▸ **TRAVAIL DEMANDÉ**
[A] D'après l'article sur la régulation des télécoms, quels opérateurs formaient l'oligopole qui contrôlait plus de 90 % du marché mobile avant l'arrivée de Free ?
[B] Poursuivez l'article sur la régulation des télécoms à partir de sa dernière phrase.

++++ TEXTE FOURNI

La convergence sur un marché oligopolistique : un nouveau défi pour la régulation

Le marché des communications électroniques présente une certaine maturité
de la concurrence, mais celle-ci est fragilisée par la concentration du secteur et
le développement des offres multiservices. Au risque de porter atteinte à la fluidité du marché, malgré l’arrivée de Free.

Par Katia Duhamel, avocat, cabinet Bird & Bird

Quinze ans après la libéralisation totale du secteur, le marché français des télécoms est passé d’une situation de monopole
à celle d’un oligopole avec les effets pervers attachés à ce type de situation. Et ce, notamment parce que les entreprises concernées préfèrent, en général, y conserver leur part de marché respective – c’est-à-dire leur aire d’influence, voire leur rente de situation – et par voie de conséquence leurs profits, plutôt que de se lancer dans une politique d’innovation ou de conquête fondée sur les prix.

Du monopole à l’oligopole
Dans l’intervalle, nous avons assisté à une courte récréation pendant laquelle le marché s’est atomisé autour d’un plus grand nombre d’acteurs aujourd’hui disparus, soit parce qu’ils n’ont pas survécu, soit parce qu’ils ont été absorbés par les opérateurs les plus solides dans le mouvement de consolidation observé depuis le milieu des années 2000 (1). Cette tendance a été accentuée par le choix de régulation retenu en Europe, et en particulier en France. A savoir : ne pas séparer le réseau et les services des opérateurs historiques et privilégier la concurrence par les infrastructures. La réglementation
s’est donc concentrée sur les conditions de l’accès des opérateurs tiers aux réseaux historiques, tout en incitant à investir dans les infrastructures. En conséquence,
atteindre une taille critique au niveau local est devenu obligatoire afin d’effectuer les investissements requis dans le déploiement de nouveaux réseaux, en particulier en fibre optique, et acquérir des contenus attractifs. Cette politique a eu un relatif succès dans le fixe avec le dégroupage et elle a totalement échoué dans le mobile avec les MVNO (2). Enfin, elle a abouti a un effet prévisible : la consolidation du secteur sous forme d’un oligopole composé d’Orange, SFR et Bouygues qui, jusqu’à l’arrivé de Free, contrôlait plus de 90 % du marché mobile (3).

++++++++
++++ DONNÉES EXTRAITES

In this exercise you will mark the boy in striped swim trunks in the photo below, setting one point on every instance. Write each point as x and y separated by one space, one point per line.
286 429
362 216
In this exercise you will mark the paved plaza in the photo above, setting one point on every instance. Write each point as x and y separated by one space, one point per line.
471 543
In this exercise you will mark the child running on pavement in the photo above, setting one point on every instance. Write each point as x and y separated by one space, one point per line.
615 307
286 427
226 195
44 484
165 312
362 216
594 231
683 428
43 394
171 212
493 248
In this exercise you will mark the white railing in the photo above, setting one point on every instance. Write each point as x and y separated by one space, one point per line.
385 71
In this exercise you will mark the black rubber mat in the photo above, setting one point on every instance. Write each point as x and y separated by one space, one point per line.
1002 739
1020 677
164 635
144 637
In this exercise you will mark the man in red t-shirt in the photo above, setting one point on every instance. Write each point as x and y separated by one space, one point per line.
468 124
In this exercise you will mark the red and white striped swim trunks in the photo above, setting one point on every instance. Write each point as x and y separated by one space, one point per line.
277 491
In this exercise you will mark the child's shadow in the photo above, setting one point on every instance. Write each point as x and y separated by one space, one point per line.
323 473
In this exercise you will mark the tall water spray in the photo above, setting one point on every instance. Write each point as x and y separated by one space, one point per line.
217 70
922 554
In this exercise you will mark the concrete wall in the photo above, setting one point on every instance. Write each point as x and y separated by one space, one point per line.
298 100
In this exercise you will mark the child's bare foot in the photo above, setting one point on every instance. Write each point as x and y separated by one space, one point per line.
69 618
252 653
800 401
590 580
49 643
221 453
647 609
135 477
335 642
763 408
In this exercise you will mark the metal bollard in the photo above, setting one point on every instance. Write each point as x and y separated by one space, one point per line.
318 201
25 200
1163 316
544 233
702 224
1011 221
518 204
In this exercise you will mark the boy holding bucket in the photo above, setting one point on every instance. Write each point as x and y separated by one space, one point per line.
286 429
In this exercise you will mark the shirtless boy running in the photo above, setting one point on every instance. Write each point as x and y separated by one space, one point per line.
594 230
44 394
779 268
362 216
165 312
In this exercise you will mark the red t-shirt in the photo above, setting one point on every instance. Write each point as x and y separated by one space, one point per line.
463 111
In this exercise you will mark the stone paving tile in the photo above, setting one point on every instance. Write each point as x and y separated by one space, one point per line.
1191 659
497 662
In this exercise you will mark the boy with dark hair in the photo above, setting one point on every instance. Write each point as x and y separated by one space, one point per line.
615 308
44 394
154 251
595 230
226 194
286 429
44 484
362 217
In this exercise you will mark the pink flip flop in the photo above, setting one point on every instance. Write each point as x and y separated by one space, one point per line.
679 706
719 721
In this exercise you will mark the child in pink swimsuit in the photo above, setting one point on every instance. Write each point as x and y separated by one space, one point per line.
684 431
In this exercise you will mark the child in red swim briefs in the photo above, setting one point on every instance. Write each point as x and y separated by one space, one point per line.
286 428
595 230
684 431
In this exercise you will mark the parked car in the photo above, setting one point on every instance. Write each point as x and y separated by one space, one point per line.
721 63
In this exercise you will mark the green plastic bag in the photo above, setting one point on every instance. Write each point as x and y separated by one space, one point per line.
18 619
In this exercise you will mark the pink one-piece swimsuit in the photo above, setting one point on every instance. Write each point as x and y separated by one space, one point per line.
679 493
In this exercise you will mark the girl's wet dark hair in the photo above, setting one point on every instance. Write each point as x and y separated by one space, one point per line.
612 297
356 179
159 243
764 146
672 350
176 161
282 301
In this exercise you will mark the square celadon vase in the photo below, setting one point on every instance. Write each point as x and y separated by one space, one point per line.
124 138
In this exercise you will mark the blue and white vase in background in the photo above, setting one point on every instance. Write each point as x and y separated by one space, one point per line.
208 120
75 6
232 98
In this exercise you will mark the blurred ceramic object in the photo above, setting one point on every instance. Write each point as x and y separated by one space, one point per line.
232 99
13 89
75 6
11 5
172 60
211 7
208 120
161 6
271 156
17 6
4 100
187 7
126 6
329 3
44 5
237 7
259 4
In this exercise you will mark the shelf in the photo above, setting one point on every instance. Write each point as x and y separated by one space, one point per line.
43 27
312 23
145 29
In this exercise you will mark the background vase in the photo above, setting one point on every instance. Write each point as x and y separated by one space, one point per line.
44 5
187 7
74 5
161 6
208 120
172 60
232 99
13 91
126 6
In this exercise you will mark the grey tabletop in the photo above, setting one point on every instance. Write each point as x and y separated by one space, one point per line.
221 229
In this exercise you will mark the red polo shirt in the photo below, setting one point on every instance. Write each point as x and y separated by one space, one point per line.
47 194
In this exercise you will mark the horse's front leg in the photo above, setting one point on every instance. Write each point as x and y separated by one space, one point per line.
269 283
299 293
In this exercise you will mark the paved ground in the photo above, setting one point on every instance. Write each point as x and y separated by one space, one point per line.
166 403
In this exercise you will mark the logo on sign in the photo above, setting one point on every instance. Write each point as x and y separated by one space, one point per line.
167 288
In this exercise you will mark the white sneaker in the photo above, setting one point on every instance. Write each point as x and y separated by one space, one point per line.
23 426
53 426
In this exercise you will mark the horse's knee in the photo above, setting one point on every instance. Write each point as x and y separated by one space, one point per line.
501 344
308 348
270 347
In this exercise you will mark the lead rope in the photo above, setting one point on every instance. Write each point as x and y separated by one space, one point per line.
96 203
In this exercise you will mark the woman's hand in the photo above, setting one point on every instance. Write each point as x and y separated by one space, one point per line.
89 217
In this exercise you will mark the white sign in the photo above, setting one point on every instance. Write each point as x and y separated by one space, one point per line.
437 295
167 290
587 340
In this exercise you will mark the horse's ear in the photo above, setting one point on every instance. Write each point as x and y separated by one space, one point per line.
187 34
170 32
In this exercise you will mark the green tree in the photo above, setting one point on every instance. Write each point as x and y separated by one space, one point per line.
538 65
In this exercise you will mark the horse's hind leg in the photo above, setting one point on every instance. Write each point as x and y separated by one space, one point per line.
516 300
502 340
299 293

++++++++

▸ **RÉSULTATS ATTENDUS**
[A] Orange, SFR et Bouygues.

[B]
Les progrès de la technologie et le succès de la téléphonie mobile ont facilité l’entrée des opérateurs télécoms sur d’autres marchés que leur marché initial. La diversification de ces opérateurs sur des marchés connexes (4) conduit à un modèle de plus en plus répandu, celui d’« opérateur universel » qui est présent à la fois sur le marché fixe (téléphone, accès à Internet, distribution audiovisuel en IPTV (5)) et sur le marché mobile (téléphone, accès à Internet, services multimédias). Or, il est clair que cette évolution pourrait conduire soit à des distorsions de concurrence, soit a minima au verrouillage
de nombreux consommateurs découragés de changer d’opérateur au regard des coûts élevés qu’ils auraient à subir, en termes de pertes d’avantages, voire de pénalités dans l’hypothèse d’un tel changement.
Il n’est pas non plus inutile de souligner qu’aux pratiques de couplage commercial
(offres multiservices de type triple play ou quadruple play) et technique (femtocell,
cloud computing), les opérateurs peuvent ajouter des offres générant des « effets de
club » (offre on-net comme l’illimité au sein du réseau) et renforcer leur politique de fidélisation, pratiques venant elles aussi compromettre la fluidité du marché. L’Autorité
de la concurrence ne s’y est pas trompée lorsqu’elle a décidé, de sa propre initiative,
de rendre un avis en 2010 sur la question de l’utilisation croisée de bases de clientèle (dites de « cross selling ») et plus spécifiquement sur les effets possibles de ce type
de pratiques (6).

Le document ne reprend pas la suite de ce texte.